--- Supplied entries ---

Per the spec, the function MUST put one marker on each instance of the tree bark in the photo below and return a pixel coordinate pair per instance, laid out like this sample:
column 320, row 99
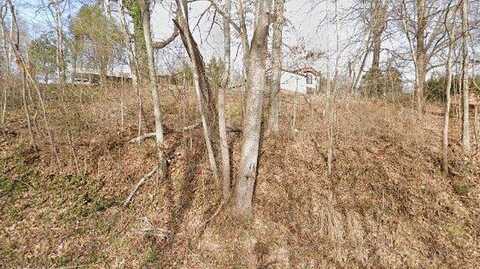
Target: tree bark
column 446, row 117
column 421, row 53
column 145, row 10
column 277, row 41
column 253, row 115
column 206, row 103
column 465, row 86
column 224, row 150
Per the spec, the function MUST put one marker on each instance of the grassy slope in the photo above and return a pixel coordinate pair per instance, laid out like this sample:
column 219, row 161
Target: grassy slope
column 386, row 205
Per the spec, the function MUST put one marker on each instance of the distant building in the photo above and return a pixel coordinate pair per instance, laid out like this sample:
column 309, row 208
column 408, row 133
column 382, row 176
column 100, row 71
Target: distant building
column 303, row 81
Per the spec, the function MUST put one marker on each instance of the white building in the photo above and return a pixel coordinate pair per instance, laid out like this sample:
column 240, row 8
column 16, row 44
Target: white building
column 303, row 81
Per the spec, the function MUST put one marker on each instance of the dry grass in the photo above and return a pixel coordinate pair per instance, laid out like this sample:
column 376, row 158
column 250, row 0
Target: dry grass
column 385, row 206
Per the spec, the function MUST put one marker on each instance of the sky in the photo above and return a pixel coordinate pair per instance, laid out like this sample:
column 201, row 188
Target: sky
column 310, row 24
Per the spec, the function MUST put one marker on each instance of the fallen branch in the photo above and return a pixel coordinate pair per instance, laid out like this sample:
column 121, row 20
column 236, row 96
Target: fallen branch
column 142, row 137
column 139, row 184
column 152, row 135
column 184, row 129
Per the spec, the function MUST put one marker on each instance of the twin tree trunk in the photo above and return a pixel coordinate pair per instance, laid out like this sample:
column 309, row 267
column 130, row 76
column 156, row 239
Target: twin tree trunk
column 253, row 117
column 206, row 104
column 224, row 151
column 465, row 90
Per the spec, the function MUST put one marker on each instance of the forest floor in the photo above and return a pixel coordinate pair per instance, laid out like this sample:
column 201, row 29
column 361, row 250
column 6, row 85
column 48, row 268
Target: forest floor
column 386, row 205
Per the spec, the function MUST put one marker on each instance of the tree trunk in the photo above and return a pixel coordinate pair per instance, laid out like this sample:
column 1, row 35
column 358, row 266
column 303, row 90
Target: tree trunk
column 145, row 10
column 206, row 103
column 253, row 117
column 277, row 39
column 465, row 90
column 446, row 117
column 421, row 54
column 224, row 150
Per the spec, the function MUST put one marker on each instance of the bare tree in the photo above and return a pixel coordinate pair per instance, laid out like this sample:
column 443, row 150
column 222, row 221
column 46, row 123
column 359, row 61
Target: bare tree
column 145, row 10
column 450, row 28
column 253, row 117
column 15, row 44
column 56, row 10
column 224, row 150
column 7, row 59
column 206, row 104
column 129, row 40
column 465, row 84
column 277, row 41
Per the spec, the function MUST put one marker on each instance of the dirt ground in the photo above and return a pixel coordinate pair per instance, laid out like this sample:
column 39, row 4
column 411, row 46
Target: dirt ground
column 385, row 206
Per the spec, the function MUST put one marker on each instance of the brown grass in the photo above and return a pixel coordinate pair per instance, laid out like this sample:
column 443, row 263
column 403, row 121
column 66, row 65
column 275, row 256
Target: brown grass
column 385, row 206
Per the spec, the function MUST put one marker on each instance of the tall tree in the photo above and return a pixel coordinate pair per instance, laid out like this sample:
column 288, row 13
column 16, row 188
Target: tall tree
column 450, row 29
column 277, row 56
column 465, row 84
column 224, row 151
column 205, row 98
column 145, row 12
column 256, row 84
column 421, row 52
column 378, row 25
column 57, row 12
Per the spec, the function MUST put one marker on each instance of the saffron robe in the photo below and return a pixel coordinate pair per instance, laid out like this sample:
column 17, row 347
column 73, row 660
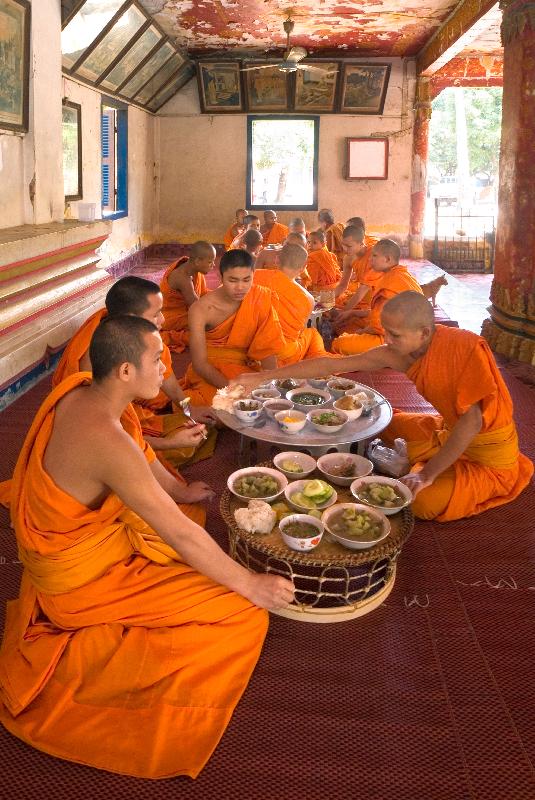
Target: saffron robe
column 457, row 371
column 116, row 654
column 293, row 306
column 175, row 332
column 238, row 343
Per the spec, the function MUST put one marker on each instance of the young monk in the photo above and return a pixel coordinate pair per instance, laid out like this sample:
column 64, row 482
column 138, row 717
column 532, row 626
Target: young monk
column 184, row 282
column 464, row 459
column 294, row 305
column 134, row 634
column 164, row 426
column 236, row 229
column 232, row 328
column 390, row 278
column 273, row 232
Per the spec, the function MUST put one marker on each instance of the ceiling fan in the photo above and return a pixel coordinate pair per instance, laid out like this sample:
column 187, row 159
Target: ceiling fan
column 292, row 57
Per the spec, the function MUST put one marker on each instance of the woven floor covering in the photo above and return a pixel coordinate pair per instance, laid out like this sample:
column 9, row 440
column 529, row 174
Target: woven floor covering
column 429, row 697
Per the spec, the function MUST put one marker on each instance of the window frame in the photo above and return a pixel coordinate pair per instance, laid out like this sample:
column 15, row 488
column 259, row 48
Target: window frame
column 251, row 118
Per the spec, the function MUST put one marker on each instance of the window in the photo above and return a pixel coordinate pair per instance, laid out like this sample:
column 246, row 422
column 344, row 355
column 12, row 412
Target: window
column 114, row 144
column 282, row 162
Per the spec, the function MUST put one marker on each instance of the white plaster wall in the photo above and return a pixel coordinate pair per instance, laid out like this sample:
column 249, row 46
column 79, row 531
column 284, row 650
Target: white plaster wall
column 203, row 165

---

> _Your task_: Copy all of the records above word for word. Omit the pictures.

> _Result_:
Per the spec, the function MUST put one marker on each instance of the tree bark in the photo below and return a pixel coordinate pair per instance, laid out like this sample:
column 320, row 99
Target: tree bark
column 446, row 117
column 421, row 53
column 145, row 10
column 277, row 41
column 253, row 115
column 206, row 103
column 465, row 86
column 224, row 150
Per the spec, the function MUST put one marker on each instance of the grassy slope in the photo above and return a pixel coordinate pair per instance, laid out like this sample:
column 219, row 161
Target: grassy slope
column 386, row 205
Per the spec, the function MUST put one marker on each instance of the distant building in the photo above and return a pixel coordinate pair per instance, laid out like this sample:
column 309, row 208
column 408, row 133
column 382, row 176
column 100, row 71
Target: distant building
column 303, row 81
Per the spec, the function MUST put one marker on each instance of the white building in the photo above and return a pixel coordinate pair per instance, laid out like this sample:
column 240, row 8
column 16, row 44
Target: white building
column 303, row 81
Per the spec, the function MUST put one marker on each instance of the dry grass in the photo above and return a pixel coordinate pair per instance, laid out like this sample:
column 376, row 158
column 250, row 0
Target: dry grass
column 385, row 206
Per the spec, the function MUST put one marker on each instance of the sky in the photo above and return a pixel coordinate pair per instance, laid out like this sample:
column 201, row 188
Target: sky
column 310, row 24
Per the spec, the function MUST put one marker on each instance of the fallen branch in the photo above and return a pixel coordinate pair per instance, laid out like this sample:
column 121, row 20
column 236, row 96
Target: fallen branch
column 142, row 137
column 139, row 184
column 152, row 135
column 184, row 129
Per the spec, the function MUST put one marker on each instance of the twin tree trunk in the photo above and return a pixel coordinate pair per instance, laid out like this sample:
column 309, row 267
column 130, row 76
column 156, row 239
Target: twin tree trunk
column 253, row 117
column 206, row 104
column 224, row 151
column 465, row 90
Per the spec, the function MUST put one marker on each instance of the forest floor in the photo above and return a pixel coordinate pair per instance, laid out like this sample:
column 201, row 29
column 361, row 250
column 6, row 85
column 48, row 268
Target: forest floor
column 386, row 205
Per the spec, the function MUST put one marker on each instance of the tree trunk in the photo above and return a pixel coordinate pair per instance, laid out like this sample:
column 1, row 35
column 358, row 266
column 303, row 90
Target: tree trunk
column 145, row 10
column 206, row 103
column 253, row 117
column 277, row 39
column 465, row 90
column 446, row 117
column 421, row 54
column 224, row 150
Per the spec, the function MUST put one marker on each instance of the bare tree in the photo above and return a pixel coordinate pair per instance, laid out like this sample:
column 443, row 150
column 222, row 221
column 46, row 123
column 359, row 61
Target: bare tree
column 145, row 10
column 450, row 28
column 253, row 117
column 15, row 44
column 56, row 10
column 224, row 150
column 7, row 59
column 206, row 104
column 129, row 40
column 465, row 84
column 277, row 41
Per the spec, the function MUST put one marker on each instance of the dirt ground in the photo above and return a pixel coordinate pair per instance, laid out like this sample:
column 39, row 4
column 411, row 46
Target: dirt ground
column 385, row 206
Per the spec, the function MUST put one marker on each instance of the brown grass in the photo above and return a pixel coordinate pair per instance, laid out like this sample:
column 443, row 263
column 403, row 121
column 66, row 65
column 275, row 256
Target: brown grass
column 385, row 206
Per the spec, the function MUST put one marker on each instance of the tall tree in the photo above and return a pixel coordinate pair per instance, laid out like this sample:
column 288, row 13
column 16, row 188
Target: tall tree
column 450, row 29
column 277, row 56
column 465, row 84
column 224, row 151
column 205, row 98
column 145, row 12
column 256, row 84
column 421, row 52
column 378, row 25
column 57, row 12
Per the spec, the function MUST put one marker on each instance of the saffron robe in the photo below and return a pixel coordinate pair per instance, laid out like this sample:
column 17, row 347
column 73, row 660
Target: saffron robe
column 457, row 371
column 116, row 654
column 293, row 306
column 175, row 332
column 238, row 343
Per the spec, the function MUST put one marker on each instance of the young monk in the photo above and return a pixel coordinate pair per instance, laid out like this sample:
column 64, row 482
column 138, row 717
column 532, row 626
Target: young monk
column 184, row 282
column 464, row 459
column 294, row 305
column 134, row 634
column 164, row 426
column 236, row 229
column 232, row 328
column 390, row 278
column 273, row 232
Per the spec, the function MUST put one marker on each instance of the ceiling fan in the photo above and return a pixel coordinate pair per instance, laid out like this sample:
column 187, row 159
Target: ceiling fan
column 292, row 57
Per the spec, the function MUST put one marker on each instance of the woven floor covering in the photo above and return a pixel coordinate pair per instance, laid out like this sample:
column 9, row 440
column 529, row 174
Target: woven floor covering
column 429, row 697
Per the spec, the function MUST put one marker on each instance of the window frame in the photo above and return a pixel coordinate pair per instance, laid out like this sample:
column 15, row 488
column 259, row 48
Target: window frame
column 251, row 118
Per the spec, the function MUST put one marker on each instance of the window in the photo above and return a pixel coordinate pair per instance, laid out like this sample:
column 246, row 422
column 344, row 355
column 12, row 412
Target: window
column 114, row 144
column 282, row 162
Per the spec, the function MUST put one marker on each instance of the white plaster wall in the photo above and return a pixel coordinate pair per instance, laid out like this sample:
column 249, row 46
column 79, row 531
column 284, row 650
Target: white plaster wall
column 203, row 165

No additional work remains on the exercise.